▶ **PROVIDED PASSAGE**

Medical Malpractice: FDA Issues Warning that Certain Antibiotics May Cause Aortic Aneurism
On Thursday, December 20 the U.S. Food and Drug Administration cautioned that the benefits of fluoroquinolone antibiotics do not outweigh the risks for certain patients. This warning came after a review of studies on patient problems published between 2015 and 2018 concluded that these antibiotics double the risk of a deadly aortic aneurysm for patients with certain symptoms or characteristics.
The patients with the highest risk of aortic aneurism from taking these antibiotics are the elderly, people with high blood pressure and/or who have a history of blockages of the aorta or other blood vessels, and patients who have certain genetic syndromes. The FDA advises physicians treating patients with these risk factors to consider an alternate source of treatment.
Why are fluoroquinolone antibiotics prescribed?
Fluoroquinolone antibiotics are taken orally or through injection and are often prescribed to treat serious respiratory infections, urinary tract infections, pneumonia, and more rarely to treat plague and exposure to anthrax. It includes antibiotics sold under the names ofloxacin (Floxin), levofloxacin (Levaquin), ciprofloxacin (Cipro), gemifloxacin (Factive), moxifloxacin (Avelox), and norfloxacin (Noroxin).
FDA requires new warning be added
The FDA is requiring that a warning about the risk of aortic aneurism be added to prescribing information and to patient medication guides. Other warnings already attached to fluoroquinolone antibiotics are that the drugs may dramatically lower blood sugar, harm mental health and can have a incapacitating side effect on nerves, muscles, joints and the central nervous system and should not be prescribed for some simpler infections.
Basic requirements for a medical malpractice claim
If your loved died from an aortic aneurism after being prescribed fluoroquinolone antibiotics and the medical provider failed to check medical history and family background before prescribing then medical malpractice may have occurred. Contact a medical malpractice lawyer to discuss your legal rights.

▶ **DATASET RECORDS**
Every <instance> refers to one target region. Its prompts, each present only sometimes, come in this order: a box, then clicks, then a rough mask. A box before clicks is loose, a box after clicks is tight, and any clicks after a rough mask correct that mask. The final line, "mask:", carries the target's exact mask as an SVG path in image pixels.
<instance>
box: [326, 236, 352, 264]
---
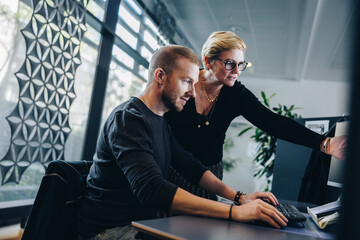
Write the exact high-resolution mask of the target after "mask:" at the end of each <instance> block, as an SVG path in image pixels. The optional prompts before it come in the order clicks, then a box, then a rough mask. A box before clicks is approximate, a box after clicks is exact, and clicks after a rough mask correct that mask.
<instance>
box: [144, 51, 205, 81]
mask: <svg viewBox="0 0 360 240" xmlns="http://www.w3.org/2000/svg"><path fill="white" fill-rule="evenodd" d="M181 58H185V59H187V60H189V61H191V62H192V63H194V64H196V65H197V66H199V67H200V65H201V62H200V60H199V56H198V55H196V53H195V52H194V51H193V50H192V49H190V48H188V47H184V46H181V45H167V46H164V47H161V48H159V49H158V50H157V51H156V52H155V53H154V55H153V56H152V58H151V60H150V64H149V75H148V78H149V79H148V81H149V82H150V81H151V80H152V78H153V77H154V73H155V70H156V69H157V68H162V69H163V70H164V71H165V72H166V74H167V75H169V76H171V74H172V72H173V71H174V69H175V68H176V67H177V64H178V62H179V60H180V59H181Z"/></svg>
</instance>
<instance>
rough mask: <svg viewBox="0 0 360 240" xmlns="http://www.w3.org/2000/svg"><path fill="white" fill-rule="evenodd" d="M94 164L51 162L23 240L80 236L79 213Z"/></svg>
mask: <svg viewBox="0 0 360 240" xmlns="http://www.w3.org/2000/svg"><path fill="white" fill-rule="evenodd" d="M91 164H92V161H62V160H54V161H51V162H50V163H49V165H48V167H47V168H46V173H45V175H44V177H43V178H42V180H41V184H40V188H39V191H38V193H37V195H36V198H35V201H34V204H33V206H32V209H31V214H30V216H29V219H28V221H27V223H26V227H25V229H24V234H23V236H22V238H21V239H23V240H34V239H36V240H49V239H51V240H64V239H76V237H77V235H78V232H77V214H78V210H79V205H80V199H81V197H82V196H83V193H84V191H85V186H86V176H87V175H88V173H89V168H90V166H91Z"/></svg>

▶ **WHAT YOU NEED TO DO**
(1) Write out the stretch of the article on the FDA antibiotic warning from "Fluoroquinolone antibiotics are taken" through "and norfloxacin (Noroxin).", word for word.
(2) According to the article on the FDA antibiotic warning, what did the review of studies conclude these antibiotics do to the risk of a deadly aortic aneurysm for patients with certain symptoms or characteristics?
The material above is separate from the article on the FDA antibiotic warning.

▶ **WRITTEN RESPONSES**
(1)
Fluoroquinolone antibiotics are taken orally or through injection and are often prescribed to treat serious respiratory infections, urinary tract infections, pneumonia, and more rarely to treat plague and exposure to anthrax. It includes antibiotics sold under the names ofloxacin (Floxin), levofloxacin (Levaquin), ciprofloxacin (Cipro), gemifloxacin (Factive), moxifloxacin (Avelox), and norfloxacin (Noroxin).

(2) They double it.